* Work item:
Please restate word for word the line holding "Target: albatross" and every following line through the end of the entries.

────────────────

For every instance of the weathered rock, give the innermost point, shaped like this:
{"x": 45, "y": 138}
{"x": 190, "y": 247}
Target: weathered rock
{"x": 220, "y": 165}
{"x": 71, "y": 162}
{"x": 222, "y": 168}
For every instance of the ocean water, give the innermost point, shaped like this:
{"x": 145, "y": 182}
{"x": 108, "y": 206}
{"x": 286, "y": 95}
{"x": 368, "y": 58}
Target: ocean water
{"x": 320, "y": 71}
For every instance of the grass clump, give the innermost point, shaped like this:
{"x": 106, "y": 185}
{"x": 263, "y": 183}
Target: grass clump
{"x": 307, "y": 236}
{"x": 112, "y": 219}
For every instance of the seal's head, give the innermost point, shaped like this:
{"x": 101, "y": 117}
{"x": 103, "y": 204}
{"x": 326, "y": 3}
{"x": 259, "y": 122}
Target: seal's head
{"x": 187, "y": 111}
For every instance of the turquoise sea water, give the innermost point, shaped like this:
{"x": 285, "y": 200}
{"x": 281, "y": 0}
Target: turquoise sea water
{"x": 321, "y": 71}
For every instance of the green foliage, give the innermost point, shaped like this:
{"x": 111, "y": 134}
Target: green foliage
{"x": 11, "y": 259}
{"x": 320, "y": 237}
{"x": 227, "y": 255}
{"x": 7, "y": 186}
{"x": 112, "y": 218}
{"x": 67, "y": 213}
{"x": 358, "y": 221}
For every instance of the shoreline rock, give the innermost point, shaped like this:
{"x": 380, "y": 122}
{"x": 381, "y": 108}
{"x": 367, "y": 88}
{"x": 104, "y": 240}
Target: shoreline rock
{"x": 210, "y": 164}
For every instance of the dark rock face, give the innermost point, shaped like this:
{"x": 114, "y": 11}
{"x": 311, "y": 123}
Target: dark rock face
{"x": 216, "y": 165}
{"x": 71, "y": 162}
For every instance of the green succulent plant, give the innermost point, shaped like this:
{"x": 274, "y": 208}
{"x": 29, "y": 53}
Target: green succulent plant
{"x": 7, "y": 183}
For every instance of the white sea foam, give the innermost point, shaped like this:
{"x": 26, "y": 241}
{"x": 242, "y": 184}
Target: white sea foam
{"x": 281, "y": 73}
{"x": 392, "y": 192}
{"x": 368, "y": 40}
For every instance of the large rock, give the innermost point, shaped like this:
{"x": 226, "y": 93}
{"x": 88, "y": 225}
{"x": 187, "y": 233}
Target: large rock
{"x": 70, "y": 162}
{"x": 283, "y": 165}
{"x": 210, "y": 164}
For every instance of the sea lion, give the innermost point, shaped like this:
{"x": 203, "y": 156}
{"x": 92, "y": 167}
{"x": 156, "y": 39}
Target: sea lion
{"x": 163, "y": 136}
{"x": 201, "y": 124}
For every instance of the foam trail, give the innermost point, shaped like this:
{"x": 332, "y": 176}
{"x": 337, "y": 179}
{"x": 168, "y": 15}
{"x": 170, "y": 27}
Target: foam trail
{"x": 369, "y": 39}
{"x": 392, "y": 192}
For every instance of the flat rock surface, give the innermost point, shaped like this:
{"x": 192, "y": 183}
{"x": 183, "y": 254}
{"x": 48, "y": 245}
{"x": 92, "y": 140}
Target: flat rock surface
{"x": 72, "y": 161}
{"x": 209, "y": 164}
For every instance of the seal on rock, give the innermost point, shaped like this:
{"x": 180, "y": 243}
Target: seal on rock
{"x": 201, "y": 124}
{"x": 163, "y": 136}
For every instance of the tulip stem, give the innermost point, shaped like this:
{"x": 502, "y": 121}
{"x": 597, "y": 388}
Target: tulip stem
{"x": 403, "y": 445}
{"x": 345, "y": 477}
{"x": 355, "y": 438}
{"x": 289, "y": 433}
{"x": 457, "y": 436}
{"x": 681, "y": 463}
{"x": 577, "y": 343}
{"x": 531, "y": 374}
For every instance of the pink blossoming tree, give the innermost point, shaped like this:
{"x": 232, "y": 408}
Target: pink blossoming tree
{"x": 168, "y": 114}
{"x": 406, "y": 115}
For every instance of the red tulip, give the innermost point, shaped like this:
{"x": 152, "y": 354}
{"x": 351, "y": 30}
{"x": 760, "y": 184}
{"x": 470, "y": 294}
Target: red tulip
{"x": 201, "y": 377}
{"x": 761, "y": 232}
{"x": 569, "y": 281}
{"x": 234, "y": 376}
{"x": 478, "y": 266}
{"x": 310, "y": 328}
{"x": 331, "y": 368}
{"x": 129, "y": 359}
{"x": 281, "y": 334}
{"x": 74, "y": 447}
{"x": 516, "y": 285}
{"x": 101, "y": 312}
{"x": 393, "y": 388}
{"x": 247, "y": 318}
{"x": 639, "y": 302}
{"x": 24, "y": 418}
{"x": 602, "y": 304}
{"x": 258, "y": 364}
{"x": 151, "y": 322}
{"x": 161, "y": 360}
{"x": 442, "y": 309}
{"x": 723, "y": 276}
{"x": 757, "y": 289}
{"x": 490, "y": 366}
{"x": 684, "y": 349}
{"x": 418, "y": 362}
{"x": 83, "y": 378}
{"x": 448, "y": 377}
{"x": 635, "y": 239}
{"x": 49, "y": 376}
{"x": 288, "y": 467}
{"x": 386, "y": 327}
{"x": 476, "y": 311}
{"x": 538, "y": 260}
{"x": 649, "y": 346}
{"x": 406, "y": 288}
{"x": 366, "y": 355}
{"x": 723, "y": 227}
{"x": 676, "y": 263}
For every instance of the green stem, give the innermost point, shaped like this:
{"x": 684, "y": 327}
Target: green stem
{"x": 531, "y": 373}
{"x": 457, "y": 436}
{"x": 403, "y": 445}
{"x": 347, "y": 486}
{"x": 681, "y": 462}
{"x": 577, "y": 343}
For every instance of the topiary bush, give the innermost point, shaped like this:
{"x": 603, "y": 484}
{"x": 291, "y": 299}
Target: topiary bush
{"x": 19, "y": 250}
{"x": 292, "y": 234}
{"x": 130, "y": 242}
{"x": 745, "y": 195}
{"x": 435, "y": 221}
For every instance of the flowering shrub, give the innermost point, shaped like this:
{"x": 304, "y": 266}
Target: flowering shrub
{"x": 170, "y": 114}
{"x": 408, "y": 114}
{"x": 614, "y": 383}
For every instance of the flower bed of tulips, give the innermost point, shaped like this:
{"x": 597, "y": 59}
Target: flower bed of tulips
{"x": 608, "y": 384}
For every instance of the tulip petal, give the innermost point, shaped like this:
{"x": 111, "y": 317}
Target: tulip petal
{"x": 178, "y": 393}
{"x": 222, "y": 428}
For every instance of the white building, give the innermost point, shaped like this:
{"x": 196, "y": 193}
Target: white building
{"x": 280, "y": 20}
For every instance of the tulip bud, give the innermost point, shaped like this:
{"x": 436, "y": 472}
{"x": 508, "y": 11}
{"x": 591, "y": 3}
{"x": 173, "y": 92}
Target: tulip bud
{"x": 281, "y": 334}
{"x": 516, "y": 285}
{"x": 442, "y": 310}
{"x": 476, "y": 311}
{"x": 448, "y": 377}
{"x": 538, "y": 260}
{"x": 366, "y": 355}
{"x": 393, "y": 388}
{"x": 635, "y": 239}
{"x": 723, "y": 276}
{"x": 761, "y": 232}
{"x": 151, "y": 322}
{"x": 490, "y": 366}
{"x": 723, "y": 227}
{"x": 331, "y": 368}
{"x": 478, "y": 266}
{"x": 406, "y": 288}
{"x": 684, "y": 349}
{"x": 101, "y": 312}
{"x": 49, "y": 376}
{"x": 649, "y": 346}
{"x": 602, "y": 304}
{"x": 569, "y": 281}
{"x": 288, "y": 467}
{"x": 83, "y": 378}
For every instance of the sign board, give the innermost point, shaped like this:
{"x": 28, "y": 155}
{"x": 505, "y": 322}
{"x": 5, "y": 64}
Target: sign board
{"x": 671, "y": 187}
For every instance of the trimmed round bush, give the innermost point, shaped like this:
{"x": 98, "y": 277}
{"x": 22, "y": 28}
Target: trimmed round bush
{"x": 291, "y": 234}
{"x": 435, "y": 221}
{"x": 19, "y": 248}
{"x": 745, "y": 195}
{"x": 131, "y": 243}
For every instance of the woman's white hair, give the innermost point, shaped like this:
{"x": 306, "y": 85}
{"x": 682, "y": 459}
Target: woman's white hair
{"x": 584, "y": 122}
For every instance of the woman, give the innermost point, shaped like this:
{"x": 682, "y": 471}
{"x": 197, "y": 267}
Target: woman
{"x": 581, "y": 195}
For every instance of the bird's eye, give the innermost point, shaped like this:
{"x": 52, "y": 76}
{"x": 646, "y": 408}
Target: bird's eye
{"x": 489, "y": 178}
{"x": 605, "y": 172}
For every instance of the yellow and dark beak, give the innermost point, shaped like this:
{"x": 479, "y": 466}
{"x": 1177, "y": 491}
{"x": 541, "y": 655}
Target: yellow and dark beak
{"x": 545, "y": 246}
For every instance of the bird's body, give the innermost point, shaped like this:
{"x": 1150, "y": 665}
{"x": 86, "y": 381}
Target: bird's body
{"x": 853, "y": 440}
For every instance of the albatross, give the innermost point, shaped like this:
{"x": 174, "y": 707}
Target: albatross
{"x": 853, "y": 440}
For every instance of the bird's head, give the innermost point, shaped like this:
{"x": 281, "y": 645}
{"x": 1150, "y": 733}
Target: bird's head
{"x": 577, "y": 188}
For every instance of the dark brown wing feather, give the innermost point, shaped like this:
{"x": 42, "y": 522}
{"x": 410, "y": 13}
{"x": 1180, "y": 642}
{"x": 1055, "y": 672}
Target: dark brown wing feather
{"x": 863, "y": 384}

────────────────

* Result below:
Target: albatross
{"x": 853, "y": 440}
For every instance of the bird's head, give the innermost point, shaped like this:
{"x": 281, "y": 645}
{"x": 1150, "y": 733}
Target: bird's head
{"x": 577, "y": 188}
For every instance of the dark brown wing feather, give the innermost point, shaped like this:
{"x": 42, "y": 522}
{"x": 410, "y": 13}
{"x": 1180, "y": 642}
{"x": 1055, "y": 672}
Target: dark brown wing feather
{"x": 863, "y": 384}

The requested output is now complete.